# MATERIAL FOR THIS TASK

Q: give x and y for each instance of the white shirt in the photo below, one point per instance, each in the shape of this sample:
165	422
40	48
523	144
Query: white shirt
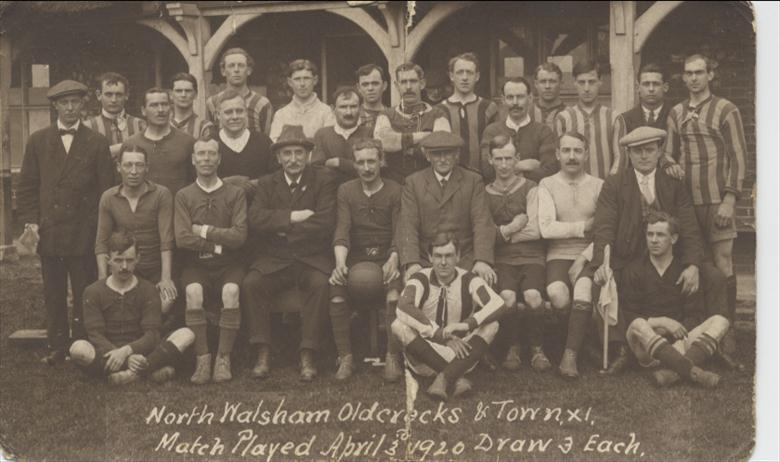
515	127
237	144
646	185
345	132
67	140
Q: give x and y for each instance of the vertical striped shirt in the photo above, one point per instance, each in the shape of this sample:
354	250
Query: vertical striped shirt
597	128
194	125
546	115
258	109
117	129
708	141
469	119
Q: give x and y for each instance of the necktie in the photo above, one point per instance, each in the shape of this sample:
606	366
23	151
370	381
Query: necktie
644	187
441	308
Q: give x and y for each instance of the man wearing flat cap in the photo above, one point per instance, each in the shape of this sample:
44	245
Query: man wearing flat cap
625	201
446	198
293	216
66	168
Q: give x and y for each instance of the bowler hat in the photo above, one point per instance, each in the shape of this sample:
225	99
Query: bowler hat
66	87
292	135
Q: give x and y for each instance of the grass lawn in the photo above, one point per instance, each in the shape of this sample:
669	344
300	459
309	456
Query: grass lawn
58	414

# TASK DESCRIPTION
Can you recast the stretch from the line containing "Q: give x and y for each instance of the grass" through the end of the items as a Markdown table, with a Row column numbering each line and a Line column holding its text, leaving out any blank lines?

# RESULT OF THIS TASK
| Row | Line |
|---|---|
| 1 | Q: give x and y for each instance of the grass lawn in the photo above, one point per instance, each in the shape of this sample: |
| 2 | 669	344 |
| 3 | 300	459 |
| 4 | 309	456 |
| 5 | Query: grass lawn |
| 6 | 58	414 |